- Listed entries:

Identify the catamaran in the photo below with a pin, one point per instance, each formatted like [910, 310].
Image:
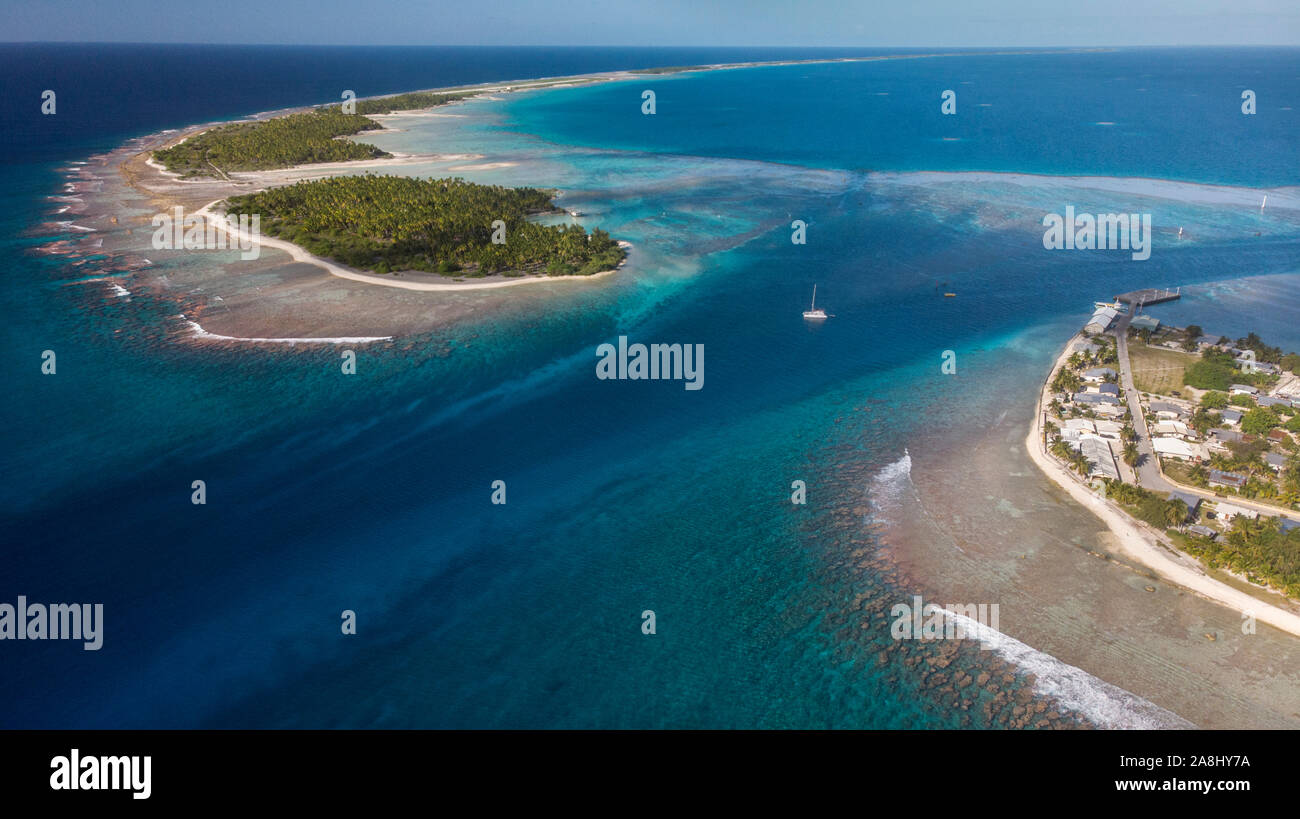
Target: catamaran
[813, 312]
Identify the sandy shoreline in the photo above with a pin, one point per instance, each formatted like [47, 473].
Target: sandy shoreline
[299, 254]
[1139, 545]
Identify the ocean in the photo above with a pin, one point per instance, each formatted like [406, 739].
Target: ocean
[372, 493]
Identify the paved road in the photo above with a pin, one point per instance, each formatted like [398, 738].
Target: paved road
[1148, 472]
[1148, 469]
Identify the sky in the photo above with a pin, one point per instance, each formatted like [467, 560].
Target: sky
[661, 22]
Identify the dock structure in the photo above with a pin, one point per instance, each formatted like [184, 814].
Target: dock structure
[1151, 295]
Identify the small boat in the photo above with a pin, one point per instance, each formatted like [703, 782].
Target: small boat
[813, 312]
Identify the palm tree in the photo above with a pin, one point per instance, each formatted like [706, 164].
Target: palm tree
[1175, 512]
[1131, 454]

- Aim of the exercise: The whole listing above is to be printed again exactly; pictures stay out of it.

- Reply to the exercise:
Identify the catamaran in the photo below with a pin, one point per instance, each formatted like [910, 310].
Image:
Target: catamaran
[813, 312]
Identify the sandy shoreline in the photo above with a pin, one point per instance, each formatted like [47, 473].
Target: sandy shoreline
[299, 254]
[1139, 545]
Identify the ocean in the photo above with a pin, one point per instance, each formatted like [406, 739].
Target: ocean
[372, 493]
Identify the paved road in the photo above with a pin, one point per instance, each formatted like [398, 738].
Target: paved road
[1148, 472]
[1148, 469]
Identify the sky in the photo above with a pin, one point per instance, each formatted like [467, 560].
Target: sky
[661, 22]
Identify the dock structure in the photo above with a pin, one point per instance, each formatted like [184, 814].
Target: dock structure
[1151, 295]
Identify the small boat in the photo above with a pin, one point per instance, each formatted like [703, 782].
Target: small boat
[813, 312]
Identify the palm tree in the photo above with a pin, one point per instance, each formatted like [706, 164].
Target: palm tree
[1175, 512]
[1131, 454]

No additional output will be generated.